**What to do:**
a) Set down the part of the passage on cleaning and leak-testing the system, starting with "To remove/reduce organic" and going on through "a bomb explodes.".
b) Extract every line of the records without changing a word, and leave the pictures out.

To remove/reduce organic growth/oil/sludge: A 3% or less strength of caustic solution. Fill system and circulate for a couple of hours. Use as warm a solution as possible/practical. Rinse and check Ph of the effluent and flush as before.

For more info, check the net under "cleaning of heat exchangers"

In both or any cleaning case cases, after cleaning, fill the system, pressurize and check for leaks.

When checking for leaks, unless at VERY low pressures for something like a bubble/soap suds test, ALWAYS use liquids and NOT air or gasses for the test fluid.

Pneumatic pressure testing without extensive precautions is dangerous and can be fatal.

Like when a bomb explodes.

A failed liquid test gets things wet.
A failed pneumatic test under something exceeding operating pressure gets people dead.

If it was me, I'd see what it cost to have the system inspected and components serviced/replaced as necessary. Then, I'd flush the system with vinegar and check for leaks with soap suds and VERY low pressure (like 1-2 PSIG) and then check performance.

Beyond that, I'd be careful about more extensive (mechanical) cleaning (disassembly/cleaning/reassembly). First challenge is finding someone who will do it and who also knows what they're doing and is willing to do a good job for a price. Second, once disturbed, the system may never work the same again. And, you just may be increasing the probability of chasing an increasing number of leaks forever.

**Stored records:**
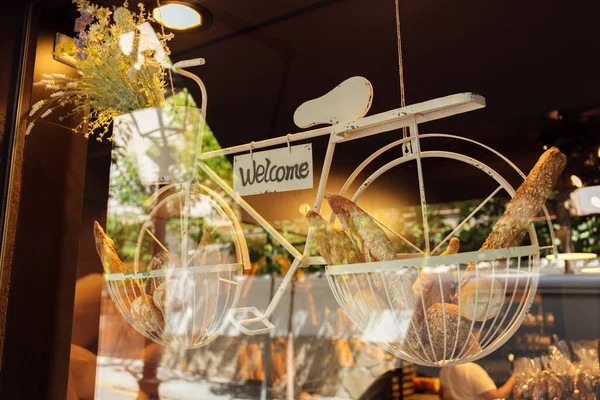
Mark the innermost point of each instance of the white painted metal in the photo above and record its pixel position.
(432, 261)
(374, 124)
(341, 278)
(349, 101)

**Solutions to the tasks:**
a)
To remove/reduce organic growth/oil/sludge: A 3% or less strength of caustic solution. Fill system and circulate for a couple of hours. Use as warm a solution as possible/practical. Rinse and check Ph of the effluent and flush as before.

For more info, check the net under "cleaning of heat exchangers"

In both or any cleaning case cases, after cleaning, fill the system, pressurize and check for leaks.

When checking for leaks, unless at VERY low pressures for something like a bubble/soap suds test, ALWAYS use liquids and NOT air or gasses for the test fluid.

Pneumatic pressure testing without extensive precautions is dangerous and can be fatal.

Like when a bomb explodes.

b)
Mark the innermost point of each instance of the white painted metal in the photo above and record its pixel position.
(432, 261)
(374, 124)
(341, 278)
(349, 101)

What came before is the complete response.